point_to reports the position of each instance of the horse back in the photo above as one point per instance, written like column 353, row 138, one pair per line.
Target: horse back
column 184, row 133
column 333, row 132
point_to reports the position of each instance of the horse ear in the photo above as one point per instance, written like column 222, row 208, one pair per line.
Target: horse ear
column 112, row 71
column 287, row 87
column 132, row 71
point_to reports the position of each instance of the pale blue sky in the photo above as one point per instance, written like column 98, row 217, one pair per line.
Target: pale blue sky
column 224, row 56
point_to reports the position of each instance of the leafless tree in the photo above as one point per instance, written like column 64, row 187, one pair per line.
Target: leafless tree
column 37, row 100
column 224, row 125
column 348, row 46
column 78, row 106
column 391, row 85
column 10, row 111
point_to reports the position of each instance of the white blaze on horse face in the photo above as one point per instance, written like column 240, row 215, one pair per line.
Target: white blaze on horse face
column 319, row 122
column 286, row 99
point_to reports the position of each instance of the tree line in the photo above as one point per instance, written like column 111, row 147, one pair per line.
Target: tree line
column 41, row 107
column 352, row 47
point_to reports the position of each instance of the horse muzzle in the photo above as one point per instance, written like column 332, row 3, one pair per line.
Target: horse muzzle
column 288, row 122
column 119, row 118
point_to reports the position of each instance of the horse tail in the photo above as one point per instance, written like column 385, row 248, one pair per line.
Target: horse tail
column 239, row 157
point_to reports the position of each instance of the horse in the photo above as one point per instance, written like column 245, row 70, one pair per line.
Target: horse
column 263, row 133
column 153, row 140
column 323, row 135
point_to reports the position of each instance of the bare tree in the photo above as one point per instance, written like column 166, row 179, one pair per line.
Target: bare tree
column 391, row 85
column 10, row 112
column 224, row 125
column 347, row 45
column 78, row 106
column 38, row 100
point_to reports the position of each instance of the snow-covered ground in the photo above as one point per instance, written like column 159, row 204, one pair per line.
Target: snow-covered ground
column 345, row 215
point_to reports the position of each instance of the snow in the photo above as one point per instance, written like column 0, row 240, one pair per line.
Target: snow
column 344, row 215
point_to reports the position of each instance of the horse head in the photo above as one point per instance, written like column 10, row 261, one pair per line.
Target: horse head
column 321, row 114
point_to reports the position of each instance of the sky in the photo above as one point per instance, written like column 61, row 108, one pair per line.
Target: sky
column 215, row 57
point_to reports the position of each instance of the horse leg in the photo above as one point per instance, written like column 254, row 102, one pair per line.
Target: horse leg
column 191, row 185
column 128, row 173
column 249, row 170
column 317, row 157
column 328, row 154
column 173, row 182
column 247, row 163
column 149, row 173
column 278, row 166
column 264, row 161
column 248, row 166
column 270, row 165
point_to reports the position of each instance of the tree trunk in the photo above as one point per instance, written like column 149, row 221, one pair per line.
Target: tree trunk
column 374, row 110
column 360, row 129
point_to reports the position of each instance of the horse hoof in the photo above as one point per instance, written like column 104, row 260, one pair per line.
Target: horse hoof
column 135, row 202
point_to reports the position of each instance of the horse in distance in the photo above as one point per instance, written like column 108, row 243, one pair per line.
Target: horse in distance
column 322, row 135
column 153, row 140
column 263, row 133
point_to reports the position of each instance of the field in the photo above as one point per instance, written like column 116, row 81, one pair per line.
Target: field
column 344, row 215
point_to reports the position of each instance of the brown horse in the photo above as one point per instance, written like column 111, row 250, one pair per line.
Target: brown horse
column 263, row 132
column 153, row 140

* **Exercise prompt**
Word for word, the whole listing should be given again.

* **Answer for this exercise**
point_to reports the position of each instance of the horse back in the photo above as one point per instance, written like column 353, row 138, one pair per line.
Target: horse back
column 184, row 133
column 333, row 132
point_to reports the position of each instance of the horse ear in the photo above as one point per instance, written like column 222, row 208, one pair per line.
Target: horse ear
column 112, row 71
column 287, row 87
column 132, row 71
point_to reports the position of each instance of the pale blue sky in the photo above as one point per instance, written like column 98, row 217, one pair per line.
Target: pale blue sky
column 224, row 56
point_to reports the position of each instance of the leafless tree in the photo above as one point per instance, written like column 64, row 187, one pair per line.
Target: leafless tree
column 37, row 100
column 224, row 125
column 348, row 46
column 78, row 106
column 391, row 85
column 10, row 111
point_to reports the position of each instance of the white blaze on horse face in the photo above as one point per instance, written like column 240, row 215, one pair per line.
Target: white blaze on horse face
column 319, row 122
column 286, row 99
point_to reports the position of each instance of the tree line in the photo above as one point per instance, written like column 111, row 147, one pair per line.
Target: tree line
column 41, row 107
column 352, row 47
point_to reports the position of each instance of the horse muzzle in the photo above as one point per instance, written like column 332, row 3, one pair per line.
Target: horse muzzle
column 288, row 122
column 119, row 118
point_to reports the position of each instance of the horse tail in the photo above as one point per instance, written like column 385, row 248, one pair per line.
Target: horse tail
column 239, row 157
point_to reports the position of each instance of the horse in the photo above as one point per instance, written like column 245, row 70, one pair per line.
Target: horse
column 263, row 133
column 153, row 140
column 323, row 135
point_to reports the position of each instance of the bare tree in the photo above as one point per instance, written like column 166, row 179, one pair per line.
Target: bare tree
column 391, row 85
column 10, row 112
column 224, row 125
column 347, row 45
column 78, row 106
column 38, row 100
point_to reports the position of each instance of the snow-covered ground in the photo above as one point per instance, written like column 159, row 204, one pair per line.
Target: snow-covered ground
column 345, row 215
point_to reports the position of each instance of the snow in the photo above as one point per instance, written like column 0, row 240, one pair per line.
Target: snow
column 344, row 215
point_to reports the position of each instance of the horse head in the photo above as one point per instance, written like column 10, row 261, one pair per line.
Target: horse head
column 321, row 114
point_to reports the position of each instance of the sky in the photo above as one point per instance, written like column 61, row 108, one pair per line.
Target: sky
column 215, row 57
point_to reports the position of each instance of the horse leg in the photo above as one point per instance, written like column 254, row 102, one pair per line.
Target: horse leg
column 191, row 185
column 128, row 173
column 249, row 170
column 317, row 157
column 328, row 154
column 173, row 182
column 247, row 163
column 149, row 173
column 278, row 166
column 264, row 161
column 248, row 166
column 270, row 165
point_to reports the position of each instance of the tree trunk in the photo above as one point per instance, written like column 149, row 221, one pair per line.
Target: tree trunk
column 374, row 110
column 360, row 129
point_to reports the position of each instance of the horse hoof in the photo above as one point per instance, written like column 104, row 260, one pair per line.
Target: horse hoof
column 135, row 202
point_to reports the position of each instance of the horse in distance in the photo above as one point per instance, written like column 108, row 243, one pair per line.
Target: horse in distance
column 322, row 135
column 153, row 140
column 263, row 133
point_to reports the position of each instance of the field in the photo above as one point per instance, written like column 116, row 81, one pair per line.
Target: field
column 344, row 215
point_to reports the position of each instance of the brown horse in the photo above as one point per instance, written like column 111, row 250, one pair per line.
Target: brown horse
column 263, row 132
column 153, row 140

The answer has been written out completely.